Would you write out the entries below, every one of them, exactly?

## START Records for the exercise

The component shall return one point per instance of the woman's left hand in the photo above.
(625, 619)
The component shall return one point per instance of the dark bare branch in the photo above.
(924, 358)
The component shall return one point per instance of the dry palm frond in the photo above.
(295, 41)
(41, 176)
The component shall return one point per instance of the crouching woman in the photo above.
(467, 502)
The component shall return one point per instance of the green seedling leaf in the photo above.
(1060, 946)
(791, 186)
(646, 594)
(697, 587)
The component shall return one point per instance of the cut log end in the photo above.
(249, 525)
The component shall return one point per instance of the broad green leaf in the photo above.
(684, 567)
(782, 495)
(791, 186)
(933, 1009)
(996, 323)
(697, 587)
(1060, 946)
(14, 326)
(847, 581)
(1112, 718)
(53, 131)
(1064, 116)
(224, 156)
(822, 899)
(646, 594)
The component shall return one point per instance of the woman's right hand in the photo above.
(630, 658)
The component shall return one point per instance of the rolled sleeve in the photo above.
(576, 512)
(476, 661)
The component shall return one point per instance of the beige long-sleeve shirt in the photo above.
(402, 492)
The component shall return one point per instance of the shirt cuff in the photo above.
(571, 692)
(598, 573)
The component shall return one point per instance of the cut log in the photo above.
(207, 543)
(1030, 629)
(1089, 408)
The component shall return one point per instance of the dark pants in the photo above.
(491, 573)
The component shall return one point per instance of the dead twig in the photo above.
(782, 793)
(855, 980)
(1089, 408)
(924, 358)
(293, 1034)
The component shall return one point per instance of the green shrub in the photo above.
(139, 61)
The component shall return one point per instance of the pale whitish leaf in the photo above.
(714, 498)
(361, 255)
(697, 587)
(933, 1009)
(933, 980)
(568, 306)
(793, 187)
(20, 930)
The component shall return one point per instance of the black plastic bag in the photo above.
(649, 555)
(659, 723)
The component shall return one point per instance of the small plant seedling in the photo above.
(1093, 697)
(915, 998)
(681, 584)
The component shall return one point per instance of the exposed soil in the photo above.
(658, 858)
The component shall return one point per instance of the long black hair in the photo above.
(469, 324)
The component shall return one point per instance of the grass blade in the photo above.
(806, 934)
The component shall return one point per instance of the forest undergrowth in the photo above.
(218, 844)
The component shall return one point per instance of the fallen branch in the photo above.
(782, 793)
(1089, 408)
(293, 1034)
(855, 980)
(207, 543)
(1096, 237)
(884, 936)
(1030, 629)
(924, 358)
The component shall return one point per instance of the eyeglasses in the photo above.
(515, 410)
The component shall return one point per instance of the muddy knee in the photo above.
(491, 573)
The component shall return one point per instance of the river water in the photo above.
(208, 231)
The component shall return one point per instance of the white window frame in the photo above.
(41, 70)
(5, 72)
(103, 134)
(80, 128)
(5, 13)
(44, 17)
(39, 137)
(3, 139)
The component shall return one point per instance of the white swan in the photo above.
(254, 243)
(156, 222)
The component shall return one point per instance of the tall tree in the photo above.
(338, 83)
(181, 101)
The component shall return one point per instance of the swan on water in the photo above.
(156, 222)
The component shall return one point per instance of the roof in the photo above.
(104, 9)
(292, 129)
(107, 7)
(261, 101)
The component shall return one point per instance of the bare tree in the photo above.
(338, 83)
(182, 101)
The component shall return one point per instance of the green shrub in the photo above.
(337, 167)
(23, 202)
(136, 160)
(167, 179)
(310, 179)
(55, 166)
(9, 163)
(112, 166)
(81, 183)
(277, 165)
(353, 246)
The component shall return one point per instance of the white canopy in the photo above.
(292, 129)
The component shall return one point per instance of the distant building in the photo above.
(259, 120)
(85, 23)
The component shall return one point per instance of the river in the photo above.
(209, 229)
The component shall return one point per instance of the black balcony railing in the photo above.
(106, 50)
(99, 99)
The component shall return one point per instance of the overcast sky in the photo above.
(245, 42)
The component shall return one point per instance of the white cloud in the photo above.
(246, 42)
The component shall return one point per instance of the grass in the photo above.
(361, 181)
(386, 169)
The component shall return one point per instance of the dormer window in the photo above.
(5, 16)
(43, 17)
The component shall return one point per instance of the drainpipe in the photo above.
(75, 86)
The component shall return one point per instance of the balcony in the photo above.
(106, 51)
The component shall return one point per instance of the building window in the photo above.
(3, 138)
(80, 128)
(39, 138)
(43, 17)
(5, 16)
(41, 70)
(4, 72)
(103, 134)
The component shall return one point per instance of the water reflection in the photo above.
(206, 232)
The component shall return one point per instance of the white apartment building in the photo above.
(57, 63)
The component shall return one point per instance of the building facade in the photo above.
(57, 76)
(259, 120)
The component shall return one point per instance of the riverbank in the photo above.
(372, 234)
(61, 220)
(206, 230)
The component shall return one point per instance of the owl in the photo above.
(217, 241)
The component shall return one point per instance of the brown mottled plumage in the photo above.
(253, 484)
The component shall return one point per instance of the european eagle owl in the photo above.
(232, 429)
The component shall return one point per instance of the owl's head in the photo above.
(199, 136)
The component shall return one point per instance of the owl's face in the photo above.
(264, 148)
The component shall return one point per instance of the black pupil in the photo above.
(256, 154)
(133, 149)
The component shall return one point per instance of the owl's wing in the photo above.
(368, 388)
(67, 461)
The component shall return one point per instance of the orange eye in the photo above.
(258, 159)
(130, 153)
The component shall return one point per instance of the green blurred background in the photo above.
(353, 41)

## END Records for the exercise

**Exercise response:**
The component shall return one point per instance of the woman's left hand in the photo above.
(625, 619)
The component shall return one point per instance of the dark bare branch in the photo above.
(924, 358)
The component shall return one point per instance of the dry palm frond in the photo above.
(295, 41)
(41, 176)
The component shall return one point per instance of the crouching woman in the photo above.
(467, 502)
The component shall return one point per instance of the green seedling leaf in the photo above.
(1060, 946)
(791, 186)
(646, 594)
(697, 587)
The component shall return one point per instance of the cut log end in the photo above.
(249, 525)
The component shall return one point per instance of the broad green leaf in the photo above.
(684, 567)
(782, 495)
(791, 186)
(933, 1009)
(996, 323)
(697, 587)
(1060, 946)
(14, 326)
(847, 581)
(1112, 718)
(53, 131)
(1064, 116)
(224, 156)
(822, 899)
(646, 594)
The component shall return one point per instance of the woman's right hand in the photo above.
(630, 658)
The component shall return one point per instance of the rolled sleeve in the photo above.
(576, 512)
(476, 661)
The component shall return one point per instance of the beige long-sleeve shirt in the photo above.
(402, 492)
The component shall return one point per instance of the shirt cuff in the photo above.
(571, 692)
(598, 573)
The component shall return one point per instance of the cut log in the photo above.
(207, 543)
(1030, 629)
(1089, 408)
The component shall return one point per instance of the dark pants in the photo above.
(491, 573)
The component shall return one point per instance of the dead twig in the photo above.
(782, 793)
(855, 980)
(1089, 408)
(924, 358)
(293, 1034)
The component shall return one point per instance of the green shrub in the photo above.
(139, 61)
The component shall return one point per instance of the pale whitish leaf in the photo above.
(714, 498)
(361, 255)
(697, 587)
(933, 1009)
(933, 980)
(568, 306)
(793, 187)
(20, 930)
The component shall return one point per instance of the black plastic bag in the photo above.
(649, 555)
(659, 723)
The component shall return one point per instance of the small plant seedling in the photo above.
(1093, 697)
(915, 998)
(681, 584)
The component shall return one point per instance of the exposed soil in the photo above.
(658, 858)
The component shall return one point per instance of the long black hair in the photo above.
(469, 324)
The component shall return one point per instance of the grass blade in the photo above.
(806, 934)
The component shall return one point per instance of the forest undergrowth in the photo above.
(218, 844)
The component shall return one point per instance of the fallen branch in the photo above.
(782, 793)
(1089, 408)
(293, 1034)
(855, 980)
(207, 543)
(1096, 237)
(884, 936)
(1030, 629)
(924, 358)
The component shall return one point per instance of the eyeglasses in the photo above.
(515, 410)
The component shall return one point per instance of the muddy knee in the photo above.
(491, 573)
The component shall return one point per instance of the river water in the photo above.
(208, 231)
The component shall return one point per instance of the white window frame in the photo above.
(41, 70)
(5, 72)
(103, 134)
(80, 128)
(5, 13)
(44, 17)
(39, 137)
(3, 139)
The component shall return one point per instance of the white swan in the photo above.
(254, 243)
(156, 222)
The component shall return one point per instance of the tall tree in the photo above.
(338, 83)
(181, 101)
The component shall return one point per instance of the swan on water in the photo above.
(156, 222)
The component shall return one point per instance of the roof in the photo above.
(104, 9)
(292, 129)
(107, 7)
(261, 101)
The component shall return one point per instance of the bare tree in the photo above.
(338, 83)
(182, 101)
The component shall return one point per instance of the green shrub in the photo above.
(337, 167)
(23, 202)
(136, 160)
(167, 179)
(310, 179)
(55, 166)
(9, 163)
(112, 166)
(81, 183)
(277, 165)
(353, 246)
The component shall return one point per instance of the white canopy in the photo above.
(292, 129)
The component shall return one point per instance of the distant building in the photo above.
(259, 120)
(85, 23)
The component shall return one point per instance of the river in the photo above.
(209, 229)
The component shall return one point per instance of the black balcony railing in the photo above.
(106, 50)
(99, 99)
The component shall return one point per instance of the overcast sky in the photo above.
(245, 42)
The component shall return one point per instance of the white cloud in the photo above.
(246, 42)
The component shall return one point per instance of the grass in the photo above.
(361, 181)
(386, 169)
The component shall return one point per instance of the dormer window in the photo above.
(5, 16)
(43, 17)
The component shall return one point per instance of the drainpipe in the photo above.
(75, 86)
The component shall return one point per instance of the balcony in the photo above.
(106, 51)
The component shall return one point per instance of the building window in the photo above.
(3, 138)
(80, 128)
(39, 138)
(43, 17)
(5, 16)
(41, 70)
(4, 72)
(103, 134)
The component shall return one point per instance of the water reflection in the photo above.
(206, 232)
The component shall return one point per instance of the white apartment building in the photo above.
(57, 63)
The component shall return one point per instance of the building facade in the photo above.
(57, 76)
(259, 120)
The component shall return one point per instance of the riverbank in the photo above.
(372, 234)
(61, 220)
(206, 230)
The component shall return one point per instance of the owl in the photo above.
(217, 241)
The component shall return one point per instance of the brown mottled plumage in the photo above.
(253, 484)
The component shall return one point per instance of the european eagle owl in the photo above.
(232, 429)
The component shall return one point per instance of the owl's head in the photo above.
(199, 136)
The component shall return one point per instance of the owl's face in the photo above.
(264, 148)
The component shall return one point per instance of the black pupil in the photo above.
(256, 154)
(133, 149)
The component shall return one point per instance of the owl's wing in the photo above.
(368, 388)
(67, 461)
The component shall return one point per instance of the orange eye in the photo above.
(258, 159)
(130, 153)
The component shall return one point per instance of the green blurred background in the photo above.
(353, 41)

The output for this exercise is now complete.